What to work on: Rewrite the rows starting at the top and ending at the line that contains "153, 278, 202, 360", requests included, and shift every box coordinate in the answers up by 10. Leave the requests and their sample boxes as they are.

====== Source data

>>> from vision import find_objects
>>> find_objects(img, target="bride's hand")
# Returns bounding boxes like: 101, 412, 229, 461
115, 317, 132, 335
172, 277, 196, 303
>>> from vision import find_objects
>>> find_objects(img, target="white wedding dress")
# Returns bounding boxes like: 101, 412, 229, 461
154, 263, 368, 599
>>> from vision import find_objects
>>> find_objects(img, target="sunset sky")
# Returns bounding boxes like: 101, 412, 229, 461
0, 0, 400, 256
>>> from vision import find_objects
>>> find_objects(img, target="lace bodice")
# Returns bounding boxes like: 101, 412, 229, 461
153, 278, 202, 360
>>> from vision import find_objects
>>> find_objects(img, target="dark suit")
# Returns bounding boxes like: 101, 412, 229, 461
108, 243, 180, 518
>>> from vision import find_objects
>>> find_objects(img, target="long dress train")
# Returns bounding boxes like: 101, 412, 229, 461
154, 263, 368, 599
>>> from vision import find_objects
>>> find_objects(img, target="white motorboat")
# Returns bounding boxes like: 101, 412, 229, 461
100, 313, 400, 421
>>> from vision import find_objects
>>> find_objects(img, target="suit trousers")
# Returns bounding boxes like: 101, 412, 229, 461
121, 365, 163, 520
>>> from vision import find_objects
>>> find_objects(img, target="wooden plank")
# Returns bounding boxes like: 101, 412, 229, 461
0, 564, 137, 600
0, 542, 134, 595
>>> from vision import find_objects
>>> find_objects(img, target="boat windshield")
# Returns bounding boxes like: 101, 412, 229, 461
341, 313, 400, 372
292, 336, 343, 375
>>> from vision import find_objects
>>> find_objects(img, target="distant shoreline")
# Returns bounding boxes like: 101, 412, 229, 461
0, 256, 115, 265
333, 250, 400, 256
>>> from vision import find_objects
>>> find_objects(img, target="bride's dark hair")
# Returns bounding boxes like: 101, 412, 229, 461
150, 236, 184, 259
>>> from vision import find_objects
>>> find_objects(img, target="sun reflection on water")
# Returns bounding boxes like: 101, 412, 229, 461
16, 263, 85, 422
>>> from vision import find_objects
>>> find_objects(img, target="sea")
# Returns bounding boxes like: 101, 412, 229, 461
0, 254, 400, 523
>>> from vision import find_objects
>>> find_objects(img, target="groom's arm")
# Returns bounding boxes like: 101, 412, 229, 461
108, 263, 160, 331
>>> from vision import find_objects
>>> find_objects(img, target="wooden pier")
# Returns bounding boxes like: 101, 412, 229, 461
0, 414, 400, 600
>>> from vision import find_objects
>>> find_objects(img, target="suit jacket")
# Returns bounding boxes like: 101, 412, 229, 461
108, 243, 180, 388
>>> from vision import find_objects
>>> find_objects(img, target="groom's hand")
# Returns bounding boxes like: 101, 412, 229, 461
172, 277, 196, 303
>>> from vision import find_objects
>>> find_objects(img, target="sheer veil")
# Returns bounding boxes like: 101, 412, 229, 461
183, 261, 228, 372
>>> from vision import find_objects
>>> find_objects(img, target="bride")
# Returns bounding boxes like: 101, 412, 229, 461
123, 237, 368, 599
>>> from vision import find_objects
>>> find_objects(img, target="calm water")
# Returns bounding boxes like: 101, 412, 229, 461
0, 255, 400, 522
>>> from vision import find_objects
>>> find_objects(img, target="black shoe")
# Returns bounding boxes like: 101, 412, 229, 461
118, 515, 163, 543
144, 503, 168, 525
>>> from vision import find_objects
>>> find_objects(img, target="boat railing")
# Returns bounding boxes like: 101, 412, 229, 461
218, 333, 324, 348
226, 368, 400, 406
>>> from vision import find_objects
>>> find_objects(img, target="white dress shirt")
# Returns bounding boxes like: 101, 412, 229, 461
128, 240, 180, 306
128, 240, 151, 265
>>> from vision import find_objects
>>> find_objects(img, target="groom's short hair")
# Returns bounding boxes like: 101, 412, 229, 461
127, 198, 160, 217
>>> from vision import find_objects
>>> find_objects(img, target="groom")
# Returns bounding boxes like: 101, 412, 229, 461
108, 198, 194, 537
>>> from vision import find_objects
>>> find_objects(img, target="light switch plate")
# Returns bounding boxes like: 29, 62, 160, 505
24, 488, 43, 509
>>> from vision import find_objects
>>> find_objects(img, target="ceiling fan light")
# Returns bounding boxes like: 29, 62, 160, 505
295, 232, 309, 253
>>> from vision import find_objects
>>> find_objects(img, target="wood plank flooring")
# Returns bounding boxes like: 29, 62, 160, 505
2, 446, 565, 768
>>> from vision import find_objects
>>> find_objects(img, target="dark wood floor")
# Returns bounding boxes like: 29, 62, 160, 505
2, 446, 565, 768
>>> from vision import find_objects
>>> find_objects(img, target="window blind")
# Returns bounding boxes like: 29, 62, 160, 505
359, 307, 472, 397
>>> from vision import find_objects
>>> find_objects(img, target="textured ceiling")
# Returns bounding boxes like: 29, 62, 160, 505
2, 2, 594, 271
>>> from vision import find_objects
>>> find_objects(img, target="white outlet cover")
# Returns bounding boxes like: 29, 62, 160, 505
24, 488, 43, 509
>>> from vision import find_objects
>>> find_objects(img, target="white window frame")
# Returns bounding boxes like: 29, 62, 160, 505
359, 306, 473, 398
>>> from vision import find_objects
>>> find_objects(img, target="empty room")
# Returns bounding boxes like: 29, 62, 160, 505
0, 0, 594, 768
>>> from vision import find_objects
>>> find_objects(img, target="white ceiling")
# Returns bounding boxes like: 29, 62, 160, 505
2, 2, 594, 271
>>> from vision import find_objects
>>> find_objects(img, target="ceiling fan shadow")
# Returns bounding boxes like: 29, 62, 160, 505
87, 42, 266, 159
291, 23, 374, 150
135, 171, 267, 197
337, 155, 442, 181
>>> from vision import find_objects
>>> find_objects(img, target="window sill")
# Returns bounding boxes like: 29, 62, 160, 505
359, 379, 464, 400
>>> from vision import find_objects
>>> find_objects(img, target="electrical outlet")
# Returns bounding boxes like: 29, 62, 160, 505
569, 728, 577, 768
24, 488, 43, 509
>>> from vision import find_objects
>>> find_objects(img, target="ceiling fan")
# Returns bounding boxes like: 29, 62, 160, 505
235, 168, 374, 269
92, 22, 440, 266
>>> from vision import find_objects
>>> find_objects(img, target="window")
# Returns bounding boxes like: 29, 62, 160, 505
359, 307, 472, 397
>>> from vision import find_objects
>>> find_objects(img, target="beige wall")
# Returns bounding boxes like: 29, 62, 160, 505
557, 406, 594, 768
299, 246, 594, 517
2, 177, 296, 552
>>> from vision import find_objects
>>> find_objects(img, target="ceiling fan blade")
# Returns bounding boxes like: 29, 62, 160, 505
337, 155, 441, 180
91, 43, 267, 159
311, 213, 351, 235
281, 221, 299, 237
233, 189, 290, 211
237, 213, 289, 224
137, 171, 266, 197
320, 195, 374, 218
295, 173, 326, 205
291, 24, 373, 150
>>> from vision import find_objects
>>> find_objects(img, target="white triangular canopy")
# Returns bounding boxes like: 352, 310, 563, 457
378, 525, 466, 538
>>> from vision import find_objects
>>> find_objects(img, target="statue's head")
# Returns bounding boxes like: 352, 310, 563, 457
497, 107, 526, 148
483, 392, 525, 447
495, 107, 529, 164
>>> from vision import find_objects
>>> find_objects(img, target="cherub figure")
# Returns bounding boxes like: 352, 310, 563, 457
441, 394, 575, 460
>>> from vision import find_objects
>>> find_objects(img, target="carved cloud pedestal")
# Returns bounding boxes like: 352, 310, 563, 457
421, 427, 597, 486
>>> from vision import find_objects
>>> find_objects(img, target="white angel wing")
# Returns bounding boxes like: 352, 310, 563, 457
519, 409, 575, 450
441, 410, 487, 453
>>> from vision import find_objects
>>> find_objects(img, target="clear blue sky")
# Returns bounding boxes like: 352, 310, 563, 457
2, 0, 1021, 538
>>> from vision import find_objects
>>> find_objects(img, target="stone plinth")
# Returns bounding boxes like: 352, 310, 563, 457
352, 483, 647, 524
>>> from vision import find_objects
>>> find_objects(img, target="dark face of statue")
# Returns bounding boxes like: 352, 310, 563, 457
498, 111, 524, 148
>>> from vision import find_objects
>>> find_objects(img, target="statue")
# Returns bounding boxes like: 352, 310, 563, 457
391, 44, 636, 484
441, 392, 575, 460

============

Exercise output:
>>> from vision import find_objects
>>> find_objects(img, target="bride's hand")
# Returns bounding boxes like: 101, 412, 229, 461
125, 327, 142, 345
182, 287, 206, 313
>>> from vision import find_objects
>>> find_objects(img, target="white wedding dress")
# Returns bounding boxes like: 101, 412, 229, 461
164, 273, 378, 609
>>> from vision import find_objects
>>> find_objects(img, target="sunset sky")
# Returns bounding boxes like: 101, 412, 229, 461
10, 10, 410, 266
>>> from vision import find_objects
>>> find_objects(img, target="lace bodice")
# Returns bounding boxes like: 101, 412, 229, 461
163, 288, 212, 370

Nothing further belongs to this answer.